• _PROBLEMS TO WORK ON_
(A) Copy the holiday party story word for word, from "Hannah continued talking" up to and including "worst gift there.".
(B) Extend the story about the holiday party gift exchange past its last sentence.

• _READING TEXT_
As it turned out, it didn't really matter since Hannah wasn’t especially impressed with Joe.  Maybe that’s too harsh.  It’s not that she was unimpressed, she just didn’t sense there was a great deal of chemistry growing between them.  Plus, she wasn’t wowed by his brazen attempt to usurp our TV to watch something other than college football, even apologizing to me for his misdeed later that evening when he ducked out to use the bathroom.
Hannah continued talking to me for a while about any number of different things even once Joe returned.  Later in the evening, we partnered up for a quick round of euchre before we started up with the Yankee Swap/Dirty Christmas gift exchange.  This part of the party had honestly been the last thing on my mind until I was at the store earlier in the day buying up various bottles of liquor and soda for Cooper's delicious party punch.  As I headed to the checkout lane, I came across a variety pack of Bod body spray which I didn’t give much thought to beyond the fact that, at $4.49, it came in under the $5 gift limit we had set—with change to spare.  So I snagged it, not expecting anyone to view it as anything other than the worst gift there.
As it turned out, I definitely had some competition.  Someone ended up with a copy of Jet and a hair pick.  I ended up with a bottle of King Cobra and a 40 of some sort, both of which were consumed by someone else at the party before I ever had a chance to get to them.  Hannah was the next to last to select her gift, so when she grabbed mine, I advised her to trade it up.  She kind of smiled at me coyly and said,
“Oh, I think I’ll stick with whatever’s in this one.”
As I’ve mentioned previously, the feminine wiles completely escape me.  So, I didn’t even give a second thought to this choice other than that she was a sucker who was going to end up with three vials of a fragrance that seems to find appeal only in the nostrils of prepubescent boys and, presumably, girls.  Hannah would later reveal, though, that this was her first attempt to flirt with me.  And we would both agree that I was too dense to know it at the time.

• _LISTED ENTRIES_
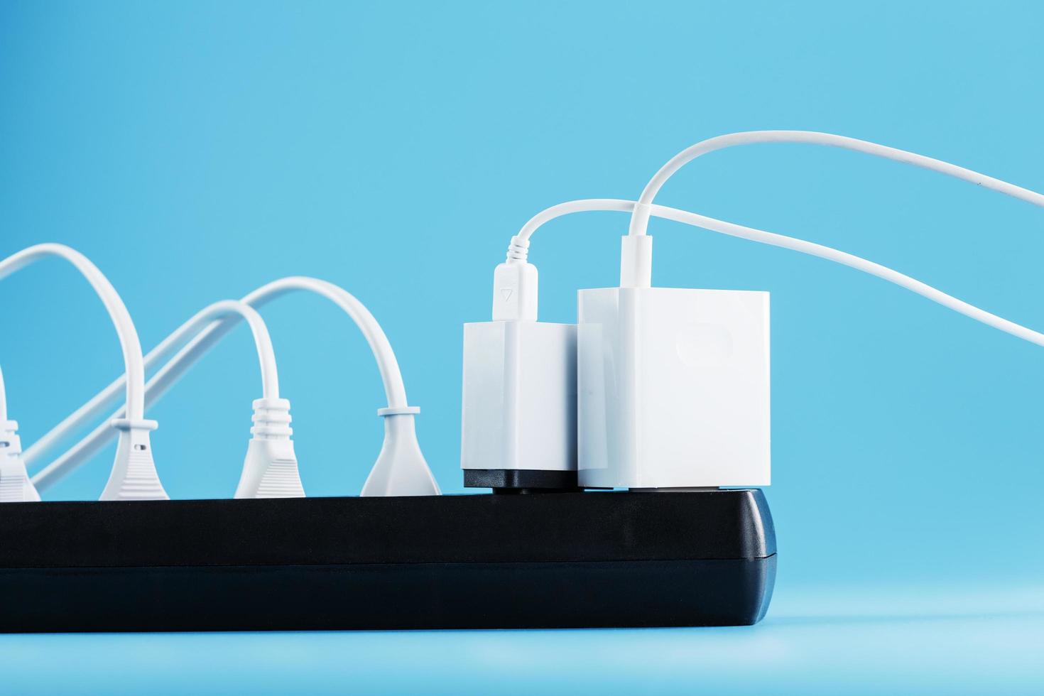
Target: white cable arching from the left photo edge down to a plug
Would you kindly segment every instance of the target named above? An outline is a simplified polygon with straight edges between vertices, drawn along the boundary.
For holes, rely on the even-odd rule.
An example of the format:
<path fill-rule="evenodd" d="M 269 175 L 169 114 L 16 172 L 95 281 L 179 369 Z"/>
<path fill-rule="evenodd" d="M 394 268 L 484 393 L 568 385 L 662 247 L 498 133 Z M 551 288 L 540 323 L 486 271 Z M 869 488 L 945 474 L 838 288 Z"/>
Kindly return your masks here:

• _ANSWERS TO THE TASKS_
(A)
Hannah continued talking to me for a while about any number of different things even once Joe returned.  Later in the evening, we partnered up for a quick round of euchre before we started up with the Yankee Swap/Dirty Christmas gift exchange.  This part of the party had honestly been the last thing on my mind until I was at the store earlier in the day buying up various bottles of liquor and soda for Cooper's delicious party punch.  As I headed to the checkout lane, I came across a variety pack of Bod body spray which I didn’t give much thought to beyond the fact that, at $4.49, it came in under the $5 gift limit we had set—with change to spare.  So I snagged it, not expecting anyone to view it as anything other than the worst gift there.

(B)
            In the end, the gift couldn’t have ended up in better hands.  As far as I know, Hannah was the only party-goer that had any close connection with any pre-teen boys since her son, Kevin, was nine.  He loved the Bod spray so much, Hannah finally had to hide it until she got a chance to throw it away without him noticing.  She did, however, use it as the ruse for her next attempt to contact me on IM at the start of the next week.
            We talked regularly throughout the the course of the ensuing weeks, whether it was over coffee/chai tea or Cajun food or via IM or text message.  The downside of starting up a relationship in between semesters of our second year of law school, we quickly discovered, was that we went on break right as things were starting to get hot and heavy, well, warm and slightly overweight at least.  Hannah had her plans, which involved heading to Disney World with Kevin and her dad, step-mom and sisters, while I was rolling down to Texas for a week with my parents and sister.  And for the first time in my life, I had something—or someone—on my mind other than the awesomeness I was going to experience on our trip.
So did Hannah, I realized, as our AIM conversations were replaced by frequent text messages and clandestine phone calls when we could sneak them in.  I’d get a text from her asking which was my favorite Muppet character, and she would get a text from me detailing the gear at the Alamo to see if she was interested in anything.  When our respective trips ended, I didn’t waste much time getting back to town to see her, even if I pawned it off as being for some other reason.
            I doubt I could really hide my eagerness, though, as I rolled up to Hannah’s house with obstructed views out of each of my car windows since I had clearly not even taken an extra ten minutes to stop by my apartment to drop things off before heading by to see her.  Our meeting was fairly brief as we exchanged the Swedish Chef (Hannah’s gift to me) and cork pop-gun (my gift to Hannah) that we had gotten for one another on our travels.  What our encounter most significantly included, though, was our first kiss as I walked out the door.  I think we both may have been too excited for it to be anything especially significant, but the moment certainly wasn’t lost on either of us. We decided we would pick up where we had left off pre-holiday break with coffee the next morning after she had dropped Kevin off at school.
            Whether we were completely lovestruck or just horribly unobservant, Hannah and I both entirely overlooked two of our classmates who were already standing in line to order at Starbucks.  That in and of itself wasn’t a big deal, but the fact that one of these two girls was a close friend of my ex-girlfriend, Erin, was somewhat problematic.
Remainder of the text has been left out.